GIVEN RECORDS: Begin

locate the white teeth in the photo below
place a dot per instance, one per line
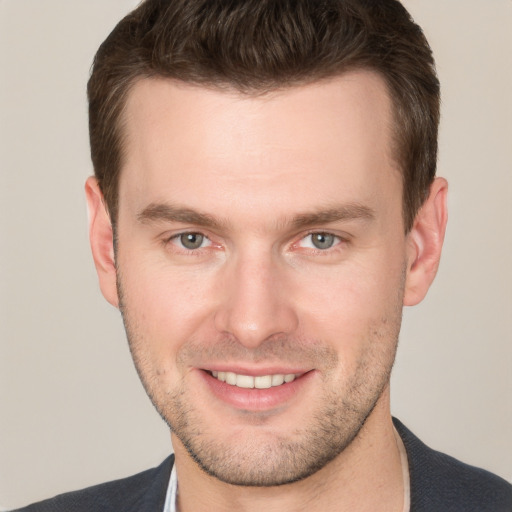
(231, 378)
(248, 382)
(263, 382)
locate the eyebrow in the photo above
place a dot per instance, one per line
(164, 212)
(352, 211)
(158, 212)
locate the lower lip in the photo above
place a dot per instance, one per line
(255, 399)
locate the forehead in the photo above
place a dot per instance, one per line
(328, 141)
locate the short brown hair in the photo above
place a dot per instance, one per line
(256, 46)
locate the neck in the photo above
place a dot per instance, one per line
(365, 477)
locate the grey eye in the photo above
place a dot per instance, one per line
(322, 240)
(191, 240)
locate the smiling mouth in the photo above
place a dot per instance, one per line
(250, 382)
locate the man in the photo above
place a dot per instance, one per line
(264, 204)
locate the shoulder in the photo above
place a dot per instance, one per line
(143, 491)
(441, 483)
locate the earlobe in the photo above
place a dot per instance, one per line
(102, 241)
(425, 241)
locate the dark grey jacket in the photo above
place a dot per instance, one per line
(439, 483)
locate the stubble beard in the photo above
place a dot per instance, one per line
(274, 459)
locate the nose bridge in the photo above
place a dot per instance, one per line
(255, 306)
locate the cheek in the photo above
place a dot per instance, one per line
(163, 308)
(346, 305)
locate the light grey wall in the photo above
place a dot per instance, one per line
(72, 412)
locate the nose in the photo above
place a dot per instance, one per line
(255, 305)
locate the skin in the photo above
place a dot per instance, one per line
(255, 177)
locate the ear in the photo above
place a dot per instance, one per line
(102, 241)
(424, 244)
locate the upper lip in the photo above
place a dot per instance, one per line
(257, 372)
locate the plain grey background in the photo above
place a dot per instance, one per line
(72, 411)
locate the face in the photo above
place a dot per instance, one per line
(261, 265)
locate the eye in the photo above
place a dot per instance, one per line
(320, 241)
(191, 241)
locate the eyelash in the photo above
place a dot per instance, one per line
(337, 241)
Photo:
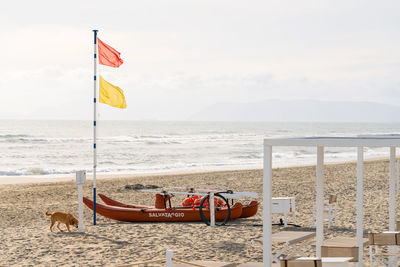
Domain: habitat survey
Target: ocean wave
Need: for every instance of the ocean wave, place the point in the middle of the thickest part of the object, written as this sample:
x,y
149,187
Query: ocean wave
x,y
7,136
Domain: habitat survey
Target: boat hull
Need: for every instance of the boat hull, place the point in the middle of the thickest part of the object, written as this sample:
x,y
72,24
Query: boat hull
x,y
247,210
126,214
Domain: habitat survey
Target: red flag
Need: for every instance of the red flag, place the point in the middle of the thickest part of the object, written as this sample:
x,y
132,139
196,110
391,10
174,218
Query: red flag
x,y
108,55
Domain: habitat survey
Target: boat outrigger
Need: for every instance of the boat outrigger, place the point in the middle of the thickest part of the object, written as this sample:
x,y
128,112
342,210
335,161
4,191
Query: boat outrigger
x,y
163,212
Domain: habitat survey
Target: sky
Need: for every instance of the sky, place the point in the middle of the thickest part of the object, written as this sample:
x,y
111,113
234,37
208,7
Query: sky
x,y
181,56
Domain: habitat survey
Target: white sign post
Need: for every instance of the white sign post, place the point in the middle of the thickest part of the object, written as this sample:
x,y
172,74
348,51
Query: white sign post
x,y
80,181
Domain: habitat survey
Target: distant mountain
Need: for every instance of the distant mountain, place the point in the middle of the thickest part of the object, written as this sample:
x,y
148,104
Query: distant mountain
x,y
300,111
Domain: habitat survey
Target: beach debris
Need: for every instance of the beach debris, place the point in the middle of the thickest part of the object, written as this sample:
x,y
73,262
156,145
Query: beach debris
x,y
140,186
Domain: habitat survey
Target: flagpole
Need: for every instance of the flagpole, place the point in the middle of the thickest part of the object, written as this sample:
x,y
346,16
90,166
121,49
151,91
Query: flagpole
x,y
94,128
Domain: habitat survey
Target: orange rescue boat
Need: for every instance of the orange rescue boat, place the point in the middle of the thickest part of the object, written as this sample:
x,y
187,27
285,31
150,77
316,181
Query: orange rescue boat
x,y
132,213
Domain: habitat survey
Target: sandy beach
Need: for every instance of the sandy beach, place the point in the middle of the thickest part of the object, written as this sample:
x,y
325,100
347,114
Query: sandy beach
x,y
27,241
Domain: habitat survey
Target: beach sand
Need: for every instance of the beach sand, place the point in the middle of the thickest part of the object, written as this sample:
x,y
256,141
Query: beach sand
x,y
26,239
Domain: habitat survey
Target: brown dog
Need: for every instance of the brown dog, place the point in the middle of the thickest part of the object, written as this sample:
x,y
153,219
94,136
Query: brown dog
x,y
62,217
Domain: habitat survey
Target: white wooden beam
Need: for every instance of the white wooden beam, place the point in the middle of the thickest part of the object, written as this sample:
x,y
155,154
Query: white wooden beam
x,y
320,200
360,199
267,207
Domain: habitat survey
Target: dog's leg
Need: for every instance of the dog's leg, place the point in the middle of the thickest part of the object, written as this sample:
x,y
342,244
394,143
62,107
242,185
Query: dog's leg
x,y
58,226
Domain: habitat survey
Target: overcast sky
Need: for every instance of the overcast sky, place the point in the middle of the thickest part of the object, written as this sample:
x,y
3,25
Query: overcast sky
x,y
182,56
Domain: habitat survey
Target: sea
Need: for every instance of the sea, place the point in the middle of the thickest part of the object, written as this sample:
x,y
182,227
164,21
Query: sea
x,y
140,147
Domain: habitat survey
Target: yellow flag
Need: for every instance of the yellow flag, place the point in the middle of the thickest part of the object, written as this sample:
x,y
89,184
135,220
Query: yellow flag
x,y
111,94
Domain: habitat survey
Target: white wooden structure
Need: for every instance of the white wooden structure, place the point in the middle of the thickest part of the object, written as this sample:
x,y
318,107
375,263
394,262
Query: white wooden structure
x,y
284,205
390,141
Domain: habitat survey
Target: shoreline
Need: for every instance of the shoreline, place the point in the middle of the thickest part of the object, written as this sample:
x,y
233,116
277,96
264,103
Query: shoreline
x,y
55,178
27,244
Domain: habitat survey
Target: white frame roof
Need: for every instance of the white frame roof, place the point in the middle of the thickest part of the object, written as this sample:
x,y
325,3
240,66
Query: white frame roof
x,y
367,141
391,141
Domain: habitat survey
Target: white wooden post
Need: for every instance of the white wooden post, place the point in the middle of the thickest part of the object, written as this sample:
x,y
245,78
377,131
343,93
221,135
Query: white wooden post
x,y
320,200
212,211
360,199
80,181
392,202
169,254
392,192
267,227
398,176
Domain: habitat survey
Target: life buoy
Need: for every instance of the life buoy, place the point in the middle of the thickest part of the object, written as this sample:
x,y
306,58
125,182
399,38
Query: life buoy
x,y
195,201
190,201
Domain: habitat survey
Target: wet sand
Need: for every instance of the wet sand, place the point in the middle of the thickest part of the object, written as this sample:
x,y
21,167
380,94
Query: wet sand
x,y
27,241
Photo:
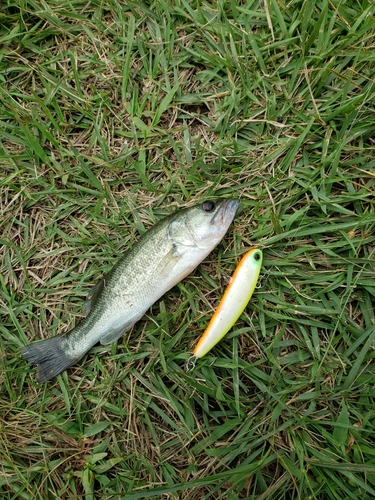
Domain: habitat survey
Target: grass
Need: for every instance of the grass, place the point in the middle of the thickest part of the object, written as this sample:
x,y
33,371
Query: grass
x,y
113,114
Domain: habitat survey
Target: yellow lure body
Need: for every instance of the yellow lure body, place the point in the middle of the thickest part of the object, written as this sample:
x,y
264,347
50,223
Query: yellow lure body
x,y
235,298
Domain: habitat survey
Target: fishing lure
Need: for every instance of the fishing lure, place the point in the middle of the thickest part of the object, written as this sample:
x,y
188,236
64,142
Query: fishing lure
x,y
232,304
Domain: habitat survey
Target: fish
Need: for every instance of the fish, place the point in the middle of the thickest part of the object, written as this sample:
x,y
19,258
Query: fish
x,y
235,298
161,258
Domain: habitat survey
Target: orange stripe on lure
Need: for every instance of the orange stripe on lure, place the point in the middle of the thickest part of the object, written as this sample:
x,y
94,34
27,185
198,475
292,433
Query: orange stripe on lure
x,y
235,298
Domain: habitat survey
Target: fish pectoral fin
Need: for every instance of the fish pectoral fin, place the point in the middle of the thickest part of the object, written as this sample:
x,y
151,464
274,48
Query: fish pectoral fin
x,y
168,262
117,330
92,297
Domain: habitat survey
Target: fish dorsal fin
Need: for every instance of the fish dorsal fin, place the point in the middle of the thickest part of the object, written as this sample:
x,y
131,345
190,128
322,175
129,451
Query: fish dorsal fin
x,y
93,296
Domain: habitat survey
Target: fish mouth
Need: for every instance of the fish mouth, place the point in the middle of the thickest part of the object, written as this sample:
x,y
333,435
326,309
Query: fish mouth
x,y
226,213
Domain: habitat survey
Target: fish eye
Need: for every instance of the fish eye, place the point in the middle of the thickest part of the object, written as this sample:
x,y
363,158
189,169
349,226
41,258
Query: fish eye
x,y
208,206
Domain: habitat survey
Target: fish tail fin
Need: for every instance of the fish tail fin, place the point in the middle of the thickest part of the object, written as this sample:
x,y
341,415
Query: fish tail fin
x,y
49,356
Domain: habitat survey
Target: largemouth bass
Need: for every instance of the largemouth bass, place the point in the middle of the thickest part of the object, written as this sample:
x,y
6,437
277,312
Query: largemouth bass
x,y
161,258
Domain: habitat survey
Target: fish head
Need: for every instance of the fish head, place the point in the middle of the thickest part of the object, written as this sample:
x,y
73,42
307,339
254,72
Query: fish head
x,y
203,226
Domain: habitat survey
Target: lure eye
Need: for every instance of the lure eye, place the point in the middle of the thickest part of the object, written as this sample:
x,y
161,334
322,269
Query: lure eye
x,y
208,206
257,256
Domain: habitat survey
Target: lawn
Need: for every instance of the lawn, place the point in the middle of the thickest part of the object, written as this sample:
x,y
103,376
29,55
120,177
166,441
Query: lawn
x,y
114,114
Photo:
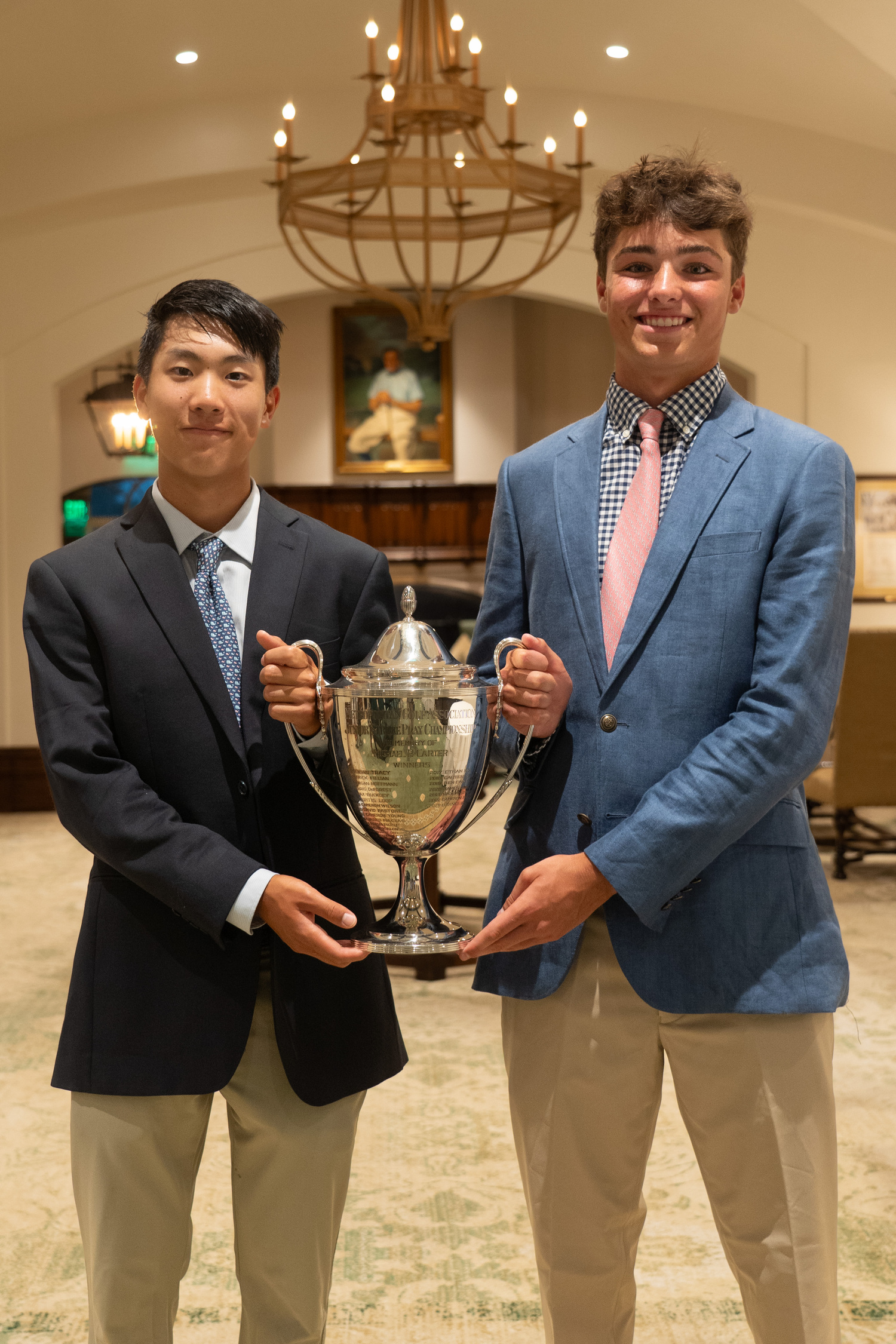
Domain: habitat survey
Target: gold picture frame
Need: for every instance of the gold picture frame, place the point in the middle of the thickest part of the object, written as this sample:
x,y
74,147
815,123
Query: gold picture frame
x,y
875,539
362,334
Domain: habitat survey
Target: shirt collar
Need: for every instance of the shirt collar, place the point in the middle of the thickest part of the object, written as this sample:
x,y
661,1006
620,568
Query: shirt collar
x,y
687,409
238,535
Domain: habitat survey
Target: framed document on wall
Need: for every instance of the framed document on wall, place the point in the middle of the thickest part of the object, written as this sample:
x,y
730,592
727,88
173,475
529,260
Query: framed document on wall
x,y
392,413
875,538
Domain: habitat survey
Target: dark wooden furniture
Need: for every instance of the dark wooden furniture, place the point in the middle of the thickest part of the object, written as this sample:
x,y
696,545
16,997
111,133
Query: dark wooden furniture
x,y
23,784
417,522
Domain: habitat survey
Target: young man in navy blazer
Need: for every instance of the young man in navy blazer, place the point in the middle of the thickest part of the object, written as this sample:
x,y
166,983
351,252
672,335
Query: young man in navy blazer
x,y
687,561
208,958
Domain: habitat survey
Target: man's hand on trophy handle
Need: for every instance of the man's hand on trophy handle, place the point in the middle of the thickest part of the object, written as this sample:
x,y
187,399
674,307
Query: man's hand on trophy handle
x,y
289,678
550,900
289,907
536,689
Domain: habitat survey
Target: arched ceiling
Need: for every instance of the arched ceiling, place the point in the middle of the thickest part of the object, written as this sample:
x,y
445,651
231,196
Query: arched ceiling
x,y
821,65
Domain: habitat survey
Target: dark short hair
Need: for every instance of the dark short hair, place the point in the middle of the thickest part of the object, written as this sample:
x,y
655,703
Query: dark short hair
x,y
215,304
682,190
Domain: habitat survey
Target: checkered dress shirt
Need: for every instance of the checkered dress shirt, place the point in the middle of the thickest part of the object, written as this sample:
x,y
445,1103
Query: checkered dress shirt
x,y
621,453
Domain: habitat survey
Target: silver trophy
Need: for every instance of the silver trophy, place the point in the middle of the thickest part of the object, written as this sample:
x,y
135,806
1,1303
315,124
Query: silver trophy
x,y
410,739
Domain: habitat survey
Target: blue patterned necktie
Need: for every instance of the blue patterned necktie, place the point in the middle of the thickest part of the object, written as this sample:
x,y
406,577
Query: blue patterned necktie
x,y
218,616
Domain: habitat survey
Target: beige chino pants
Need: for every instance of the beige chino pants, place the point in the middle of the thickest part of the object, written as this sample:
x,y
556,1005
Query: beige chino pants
x,y
135,1163
585,1070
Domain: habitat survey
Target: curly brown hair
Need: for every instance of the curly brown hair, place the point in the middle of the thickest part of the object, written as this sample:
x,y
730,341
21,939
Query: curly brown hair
x,y
682,190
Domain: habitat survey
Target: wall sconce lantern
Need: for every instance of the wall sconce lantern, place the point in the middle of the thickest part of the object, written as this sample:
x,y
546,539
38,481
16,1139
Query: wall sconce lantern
x,y
120,429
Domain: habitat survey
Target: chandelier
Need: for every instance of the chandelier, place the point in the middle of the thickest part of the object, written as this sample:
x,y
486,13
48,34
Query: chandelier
x,y
120,429
437,187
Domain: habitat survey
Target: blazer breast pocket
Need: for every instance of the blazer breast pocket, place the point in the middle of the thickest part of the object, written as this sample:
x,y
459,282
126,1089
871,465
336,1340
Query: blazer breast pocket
x,y
726,544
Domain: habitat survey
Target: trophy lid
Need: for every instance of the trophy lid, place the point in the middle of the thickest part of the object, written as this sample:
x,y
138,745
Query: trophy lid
x,y
410,649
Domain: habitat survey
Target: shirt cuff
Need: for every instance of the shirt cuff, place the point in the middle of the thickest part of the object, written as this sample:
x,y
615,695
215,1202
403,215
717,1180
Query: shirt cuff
x,y
316,746
242,913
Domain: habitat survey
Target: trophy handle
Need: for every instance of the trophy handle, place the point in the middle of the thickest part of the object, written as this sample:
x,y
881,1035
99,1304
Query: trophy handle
x,y
499,651
290,734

GIVEN RECORDS: End

**TASK DETAILS:** Make a copy of each line in the records above that has the word "nose".

**REPLY TO THE TASK:**
locate the nose bridge in the photo above
locate the nose in the photo above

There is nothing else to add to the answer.